• _Text block_
——————————

Multiple Regression Flashcards
What does our model y hat equation look like when we add an additional predictor?
y hat = b0 + b1X1 + b2X2
We have our intercept (b0)
Then our first regression coefficient going along with the first predictor
Then our second regression coefficient going along with the second predictor
Residual (+e) is added for observed ys
Interpret the univariate information of each of the variables, from a correlation matrix: n, mean, sd, median, trimmed, mad, min, max, range, skew, kurtosis, and se.
n = group sizes
mean = relatively similar; if it’s not, it’s measured on some other range (i.e., phyhealth mean is 3.6 and stress mean is 172).
median = identify that data are symmetrically distributed - match it up with mean.
trimmed mean = takes off outer quartiles, and extreme scores to take out skewness and outliers.
MEAN, MEDIAN, TRIMMED MEAN = should be similar
mad (median absolute deviation) = compares absolute value from from the median. It’s another measure of dispersion. SD and MAD should be similar to one another.
min and max = just to check the coding error
skew = right around ZERO (between -3 and 3)
kurtosis = around ZERO (between -3 and 3)
se = standard error of the mean distribution (to be used for standard error for a t-test).
In the assumption of Multicollinearity, predictors cannot be correlated… so what does it mean if an rcorr function produces a correlation table with an .80 correlation between 2 predictors (mental health and physical health)?
Values above .80 is a concern for multicollinearity.
It makes it difficult to pinpoint the true predictor due to the shared variability.
What is the first thing we do when looking at a regression model?
We look at the correlations with our predictors and the outcome variable - if the predictors and outcome variables are NOT correlated, they’re not good predictors to add to the regression model.
What are the steps for a regression write-up?
We first report our correlations in a table, then indicate that the correlations are significant, direction, hypothesized direction…
How does our interpretation for a multiple regression change from SLR?

——————————

• _Entries shown_
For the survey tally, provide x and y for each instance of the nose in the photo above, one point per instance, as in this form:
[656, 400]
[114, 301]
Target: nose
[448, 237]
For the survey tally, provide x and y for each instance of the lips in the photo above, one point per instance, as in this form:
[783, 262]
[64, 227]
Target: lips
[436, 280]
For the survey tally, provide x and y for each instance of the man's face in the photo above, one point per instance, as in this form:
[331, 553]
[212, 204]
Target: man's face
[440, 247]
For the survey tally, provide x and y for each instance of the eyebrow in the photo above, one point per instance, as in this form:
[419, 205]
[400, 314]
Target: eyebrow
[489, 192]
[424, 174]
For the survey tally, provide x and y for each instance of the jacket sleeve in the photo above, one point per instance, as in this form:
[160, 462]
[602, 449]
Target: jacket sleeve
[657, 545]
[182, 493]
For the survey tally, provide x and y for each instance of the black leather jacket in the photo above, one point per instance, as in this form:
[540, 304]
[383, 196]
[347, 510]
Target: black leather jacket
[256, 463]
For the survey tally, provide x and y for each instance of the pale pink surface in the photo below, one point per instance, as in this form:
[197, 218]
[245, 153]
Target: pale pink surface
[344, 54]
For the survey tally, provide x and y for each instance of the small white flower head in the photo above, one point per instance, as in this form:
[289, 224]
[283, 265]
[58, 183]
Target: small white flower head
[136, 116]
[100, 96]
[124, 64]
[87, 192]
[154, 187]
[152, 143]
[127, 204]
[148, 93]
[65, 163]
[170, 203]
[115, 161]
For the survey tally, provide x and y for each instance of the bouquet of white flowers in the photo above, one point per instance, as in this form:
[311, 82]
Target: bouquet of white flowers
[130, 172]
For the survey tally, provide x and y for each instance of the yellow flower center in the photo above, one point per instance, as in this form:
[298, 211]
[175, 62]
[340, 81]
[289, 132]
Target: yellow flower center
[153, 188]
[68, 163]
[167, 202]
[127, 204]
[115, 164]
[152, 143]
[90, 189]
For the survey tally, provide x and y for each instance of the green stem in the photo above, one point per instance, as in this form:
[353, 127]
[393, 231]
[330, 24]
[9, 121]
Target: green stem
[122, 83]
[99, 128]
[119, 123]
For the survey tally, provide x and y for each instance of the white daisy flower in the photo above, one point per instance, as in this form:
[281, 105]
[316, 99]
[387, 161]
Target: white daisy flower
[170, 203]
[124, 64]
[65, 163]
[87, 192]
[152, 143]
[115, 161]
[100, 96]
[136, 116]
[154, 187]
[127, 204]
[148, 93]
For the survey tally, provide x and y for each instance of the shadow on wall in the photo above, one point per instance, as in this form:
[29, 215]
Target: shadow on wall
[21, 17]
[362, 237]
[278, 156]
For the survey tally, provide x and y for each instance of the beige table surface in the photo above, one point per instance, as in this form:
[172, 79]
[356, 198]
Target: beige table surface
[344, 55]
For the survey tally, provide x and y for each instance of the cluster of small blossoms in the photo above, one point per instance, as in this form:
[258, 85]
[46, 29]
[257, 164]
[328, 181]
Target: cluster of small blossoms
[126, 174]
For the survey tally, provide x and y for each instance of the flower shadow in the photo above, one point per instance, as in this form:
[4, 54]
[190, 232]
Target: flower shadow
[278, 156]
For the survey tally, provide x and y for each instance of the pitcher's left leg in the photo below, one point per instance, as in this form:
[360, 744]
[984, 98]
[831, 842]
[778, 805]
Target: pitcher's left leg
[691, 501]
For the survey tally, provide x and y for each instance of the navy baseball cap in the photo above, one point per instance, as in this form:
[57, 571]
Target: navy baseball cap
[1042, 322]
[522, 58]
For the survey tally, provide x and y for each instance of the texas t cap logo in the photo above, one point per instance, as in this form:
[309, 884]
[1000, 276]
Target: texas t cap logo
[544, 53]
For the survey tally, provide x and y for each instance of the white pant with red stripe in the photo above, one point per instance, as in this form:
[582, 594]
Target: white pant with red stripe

——————————

• _Written task 1_
Rename "correlation table" to "correlation matrix" in the multiple regression flashcards, and give back the passage from "se = standard" up to and including "and physical health)?".
• _Written task 2_
According to the multiple regression flashcards, what range should skew fall within?
• _Written task 3_
Shorten the multiple regression flashcards paragraph that begins "We look at the correlations with our predictors" while keeping its main facts.
Base your work only on the multiple regression flashcards.

• _Task solution 1_
se = standard error of the mean distribution (to be used for standard error for a t-test).
In the assumption of Multicollinearity, predictors cannot be correlated… so what does it mean if an rcorr function produces a correlation matrix with an .80 correlation between 2 predictors (mental health and physical health)?

• _Task solution 2_
Between -3 and 3.

• _Task solution 3_
First check how the predictors correlate with the outcome variable. Predictors that don't correlate with it are poor additions to the regression model.